• Work to complete
Which four pigeon breeds does Cassidy Love say she will be showing, according to the forum thread below on getting pigeons ready for show?

• Document
= = = =
# Getting pigeons ready for show



## Cassidy Love (Feb 1, 2016)

Hellp, 
I am new to pigeons and have shown chickens for like 8 years. How do you get pigeons ready for show? For my chickens I bath them in dish soap and feed them father fixer. Does this work for pigeons. I would love to know what you do 
Thanks


----------



## loftkeeper (Sep 21, 2010)

in general you need to train them in a show coop handle them and make sure no pin holes or bugs crawling around on them . there are different things for the breed of pigeons you show what breeds are you wanting to know about above is basic just like showing poultry


----------



## Cassidy Love (Feb 1, 2016)

I will be showing Mookees, Indian Fantails, Italian Owls and Capuchines. I bath my chickens in dish soap sometimes mixed with a small amount of dog flea soap to get rid of bugs I also dust them with Diatamacious Earth for that as well I feed feather fixer and black oil sunflower seeds to help with feather quality. Most of mine are tame and are in cages a lot like the show cages at state fairs right now. So they are used to cages like coops not sure how to train them. Does this method work fine or do you need to bath them in special way or not at all?
Thanks again


----------



## loftkeeper (Sep 21, 2010)

there are many ways to prepare but each breed has it special needs are there other breeders raiseing and showing the breeds you plan showing if so visit them and learn the tricks so to speak try npausa.com national pigeon assn. site purebred pigeons is the magazine for pigeon fanciers


----------
= = = =
• Source excerpt

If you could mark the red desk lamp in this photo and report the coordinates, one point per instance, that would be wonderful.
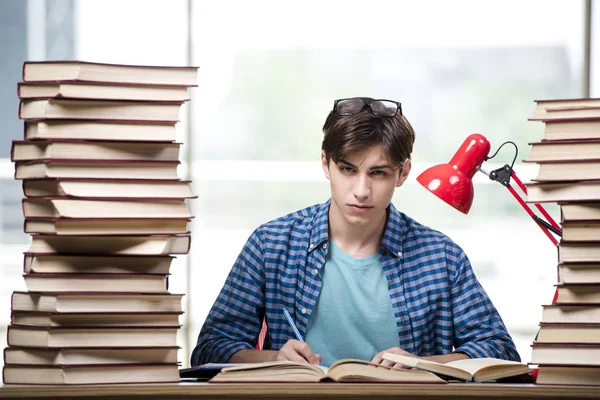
= = = =
• Result of the exercise
Mookees, Indian Fantails, Italian Owls and Capuchines.